** Start of EXTRACTED INFORMATION **

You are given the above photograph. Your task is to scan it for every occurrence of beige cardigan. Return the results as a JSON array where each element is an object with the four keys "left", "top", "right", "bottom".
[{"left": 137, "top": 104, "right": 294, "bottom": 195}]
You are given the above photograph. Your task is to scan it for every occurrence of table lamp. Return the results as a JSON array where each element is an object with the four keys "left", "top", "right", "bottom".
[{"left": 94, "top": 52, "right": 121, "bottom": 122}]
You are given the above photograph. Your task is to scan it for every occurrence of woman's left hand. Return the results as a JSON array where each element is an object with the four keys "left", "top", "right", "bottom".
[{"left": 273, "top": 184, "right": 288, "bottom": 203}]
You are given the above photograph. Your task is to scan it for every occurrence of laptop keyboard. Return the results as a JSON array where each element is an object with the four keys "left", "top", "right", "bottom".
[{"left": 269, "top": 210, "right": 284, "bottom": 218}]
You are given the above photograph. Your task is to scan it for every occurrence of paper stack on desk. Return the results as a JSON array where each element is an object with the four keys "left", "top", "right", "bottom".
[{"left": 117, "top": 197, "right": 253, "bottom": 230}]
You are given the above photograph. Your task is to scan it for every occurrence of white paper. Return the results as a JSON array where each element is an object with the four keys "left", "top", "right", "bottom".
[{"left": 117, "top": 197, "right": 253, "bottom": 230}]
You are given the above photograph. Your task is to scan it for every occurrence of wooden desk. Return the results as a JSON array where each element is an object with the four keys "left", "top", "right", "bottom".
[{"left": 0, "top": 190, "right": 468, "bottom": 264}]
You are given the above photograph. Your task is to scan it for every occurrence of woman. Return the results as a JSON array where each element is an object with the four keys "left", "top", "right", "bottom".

** End of EXTRACTED INFORMATION **

## TASK:
Put the data, from the line containing "occurrence of paper" through the end of the data, into a Markdown table with the columns "No." and "Line", numbering each row and omitting blank lines.

## WRITTEN RESPONSE:
| No. | Line |
|---|---|
| 1 | You are given the above photograph. Your task is to scan it for every occurrence of paper stack on desk. Return the results as a JSON array where each element is an object with the four keys "left", "top", "right", "bottom". |
| 2 | [{"left": 117, "top": 197, "right": 253, "bottom": 230}] |
| 3 | You are given the above photograph. Your task is to scan it for every occurrence of white paper. Return the results as a JSON array where each element is an object with the four keys "left", "top", "right", "bottom". |
| 4 | [{"left": 117, "top": 197, "right": 253, "bottom": 230}] |
| 5 | You are given the above photograph. Your task is to scan it for every occurrence of wooden desk. Return the results as a JSON array where each element is an object with the four keys "left", "top", "right", "bottom". |
| 6 | [{"left": 0, "top": 190, "right": 468, "bottom": 264}] |
| 7 | You are given the above photograph. Your task is to scan it for every occurrence of woman. Return the results as a JSON array where each element is an object with the four keys "left", "top", "right", "bottom". |